やること:
記録の最初の行から始めて「x=506 y=364」を含む行で終わるまで、両端の行も含めて一字も変えずに書き写してください。

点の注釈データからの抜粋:

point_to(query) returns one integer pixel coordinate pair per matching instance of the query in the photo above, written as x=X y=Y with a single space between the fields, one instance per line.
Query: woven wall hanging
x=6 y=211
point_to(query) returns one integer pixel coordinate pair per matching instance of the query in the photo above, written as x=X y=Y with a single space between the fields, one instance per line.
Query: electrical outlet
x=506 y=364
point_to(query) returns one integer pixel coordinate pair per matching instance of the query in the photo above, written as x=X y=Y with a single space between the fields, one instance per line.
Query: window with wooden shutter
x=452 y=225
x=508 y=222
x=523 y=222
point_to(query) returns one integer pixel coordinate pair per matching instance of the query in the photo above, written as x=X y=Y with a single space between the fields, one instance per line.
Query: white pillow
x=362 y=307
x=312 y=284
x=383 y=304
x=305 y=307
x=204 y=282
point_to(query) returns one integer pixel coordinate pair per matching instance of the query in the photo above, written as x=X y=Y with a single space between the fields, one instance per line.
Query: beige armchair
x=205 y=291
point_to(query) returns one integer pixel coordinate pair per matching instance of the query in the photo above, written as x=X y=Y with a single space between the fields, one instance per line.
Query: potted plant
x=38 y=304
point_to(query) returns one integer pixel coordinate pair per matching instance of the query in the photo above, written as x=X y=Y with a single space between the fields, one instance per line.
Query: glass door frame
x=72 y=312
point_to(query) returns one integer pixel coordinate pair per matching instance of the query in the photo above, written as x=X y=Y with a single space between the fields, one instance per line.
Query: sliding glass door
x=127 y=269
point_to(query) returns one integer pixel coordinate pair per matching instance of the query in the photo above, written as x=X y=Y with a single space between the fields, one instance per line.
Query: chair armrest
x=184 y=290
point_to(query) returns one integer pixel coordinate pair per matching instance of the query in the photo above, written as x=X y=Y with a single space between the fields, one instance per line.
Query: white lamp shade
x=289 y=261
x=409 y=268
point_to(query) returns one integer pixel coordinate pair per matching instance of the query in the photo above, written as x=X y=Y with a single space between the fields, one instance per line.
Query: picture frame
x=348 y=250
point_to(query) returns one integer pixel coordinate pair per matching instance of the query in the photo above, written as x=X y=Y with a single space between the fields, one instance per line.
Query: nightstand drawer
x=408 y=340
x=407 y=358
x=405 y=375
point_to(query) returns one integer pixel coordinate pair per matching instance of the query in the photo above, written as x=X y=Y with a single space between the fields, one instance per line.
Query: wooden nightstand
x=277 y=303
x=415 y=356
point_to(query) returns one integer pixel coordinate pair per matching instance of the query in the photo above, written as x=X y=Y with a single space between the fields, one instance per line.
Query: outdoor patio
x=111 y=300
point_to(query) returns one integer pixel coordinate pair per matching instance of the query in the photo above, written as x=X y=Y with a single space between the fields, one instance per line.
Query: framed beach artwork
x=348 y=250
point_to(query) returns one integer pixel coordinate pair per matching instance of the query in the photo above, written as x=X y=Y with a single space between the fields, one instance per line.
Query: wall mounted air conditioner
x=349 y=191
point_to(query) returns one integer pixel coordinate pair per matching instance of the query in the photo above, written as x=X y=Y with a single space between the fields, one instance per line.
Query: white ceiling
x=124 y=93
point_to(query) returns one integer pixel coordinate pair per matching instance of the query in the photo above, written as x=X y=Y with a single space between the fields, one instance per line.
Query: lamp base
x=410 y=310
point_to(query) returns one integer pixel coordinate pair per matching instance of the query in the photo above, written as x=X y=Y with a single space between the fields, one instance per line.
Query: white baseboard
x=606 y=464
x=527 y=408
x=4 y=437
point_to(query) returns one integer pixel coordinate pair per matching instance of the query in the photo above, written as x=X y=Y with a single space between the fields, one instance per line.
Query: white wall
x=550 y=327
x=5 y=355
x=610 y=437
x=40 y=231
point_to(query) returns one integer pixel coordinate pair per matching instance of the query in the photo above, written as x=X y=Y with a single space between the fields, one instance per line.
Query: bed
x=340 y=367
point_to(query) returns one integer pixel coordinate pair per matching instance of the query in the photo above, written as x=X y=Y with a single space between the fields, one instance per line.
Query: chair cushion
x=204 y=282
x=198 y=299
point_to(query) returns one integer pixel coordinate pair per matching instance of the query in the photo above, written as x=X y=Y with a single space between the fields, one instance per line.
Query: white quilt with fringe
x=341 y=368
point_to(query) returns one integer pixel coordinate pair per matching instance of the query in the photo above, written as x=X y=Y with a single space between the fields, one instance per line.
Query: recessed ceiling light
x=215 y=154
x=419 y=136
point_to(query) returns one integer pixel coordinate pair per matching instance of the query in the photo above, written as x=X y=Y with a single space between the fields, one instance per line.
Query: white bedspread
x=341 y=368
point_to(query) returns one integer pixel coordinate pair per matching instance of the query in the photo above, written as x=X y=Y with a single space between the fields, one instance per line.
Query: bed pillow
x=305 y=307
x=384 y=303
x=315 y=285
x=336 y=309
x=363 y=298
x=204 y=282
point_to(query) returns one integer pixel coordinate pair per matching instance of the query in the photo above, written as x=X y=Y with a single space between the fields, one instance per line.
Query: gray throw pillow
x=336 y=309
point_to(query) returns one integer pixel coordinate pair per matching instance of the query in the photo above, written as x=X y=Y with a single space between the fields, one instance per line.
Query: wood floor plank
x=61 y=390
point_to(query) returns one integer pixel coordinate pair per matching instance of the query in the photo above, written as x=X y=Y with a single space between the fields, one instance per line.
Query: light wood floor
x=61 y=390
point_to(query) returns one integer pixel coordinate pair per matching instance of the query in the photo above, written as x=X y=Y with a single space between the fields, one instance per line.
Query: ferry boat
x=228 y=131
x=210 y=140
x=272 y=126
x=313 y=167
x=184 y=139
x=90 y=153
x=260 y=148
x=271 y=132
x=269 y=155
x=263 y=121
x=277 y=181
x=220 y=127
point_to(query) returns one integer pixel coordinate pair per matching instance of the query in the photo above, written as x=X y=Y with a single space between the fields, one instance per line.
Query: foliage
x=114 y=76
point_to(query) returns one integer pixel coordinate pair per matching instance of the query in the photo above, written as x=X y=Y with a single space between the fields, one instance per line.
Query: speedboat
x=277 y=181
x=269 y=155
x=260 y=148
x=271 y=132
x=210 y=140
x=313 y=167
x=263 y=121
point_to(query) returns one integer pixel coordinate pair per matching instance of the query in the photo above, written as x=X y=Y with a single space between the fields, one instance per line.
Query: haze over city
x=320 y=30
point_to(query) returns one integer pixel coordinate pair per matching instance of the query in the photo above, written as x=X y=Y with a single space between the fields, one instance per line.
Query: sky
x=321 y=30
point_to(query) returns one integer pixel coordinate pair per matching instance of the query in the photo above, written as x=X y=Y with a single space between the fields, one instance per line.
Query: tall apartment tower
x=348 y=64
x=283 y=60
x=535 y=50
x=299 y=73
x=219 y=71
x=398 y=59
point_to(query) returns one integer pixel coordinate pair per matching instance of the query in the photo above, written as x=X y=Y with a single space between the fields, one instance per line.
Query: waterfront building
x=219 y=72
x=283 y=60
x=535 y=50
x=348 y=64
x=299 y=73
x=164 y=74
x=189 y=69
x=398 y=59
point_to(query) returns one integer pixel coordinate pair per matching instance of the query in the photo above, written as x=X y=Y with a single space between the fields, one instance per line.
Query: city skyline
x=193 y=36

答え:
point_to(query) returns one integer pixel coordinate pair per matching instance of the query in the photo above, written as x=X y=Y with a single space between the fields, one instance per line.
Query: woven wall hanging
x=6 y=211
point_to(query) returns one integer pixel coordinate pair per matching instance of the query in the photo above, written as x=X y=Y with a single space between the fields, one instance per line.
Query: electrical outlet
x=506 y=364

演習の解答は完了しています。